Excerpts from a dataset
########################################

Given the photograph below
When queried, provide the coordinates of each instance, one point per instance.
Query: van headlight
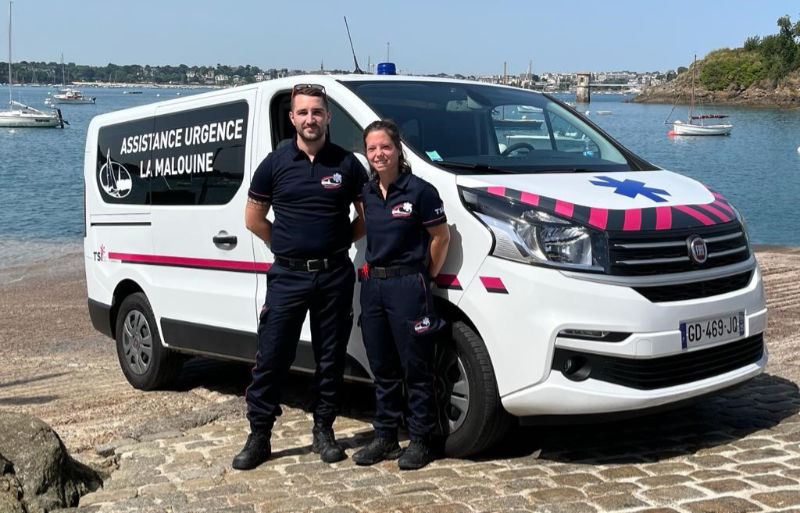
(527, 234)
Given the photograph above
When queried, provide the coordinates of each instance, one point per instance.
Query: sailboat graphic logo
(114, 178)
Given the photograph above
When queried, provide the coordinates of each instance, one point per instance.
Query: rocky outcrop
(783, 93)
(38, 474)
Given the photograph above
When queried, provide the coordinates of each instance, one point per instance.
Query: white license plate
(709, 330)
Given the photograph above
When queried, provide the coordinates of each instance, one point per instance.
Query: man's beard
(317, 135)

########################################

- **Task item**
Could you copy each line above exactly as written, minus any pictures?

- **Written answer**
Given the photograph below
When queried, provide the coordinates of each instance, one point per instance.
Query: van headlight
(527, 234)
Given the photograph above
When queried, provide the coordinates of each instance, one point per instance.
Query: sailboat graphic logo
(114, 178)
Given the photograph above
When queried, provide the coordinates of each instance, one point per instance.
Query: rocky outcrop
(783, 93)
(38, 474)
Given the photograph above
When queried, provide the coordinates of each instance, one point per instance.
Query: white license plate
(709, 330)
Given the photograph above
When queried, provide the coordinates of each instance, one point per instance.
Query: man's beard
(317, 135)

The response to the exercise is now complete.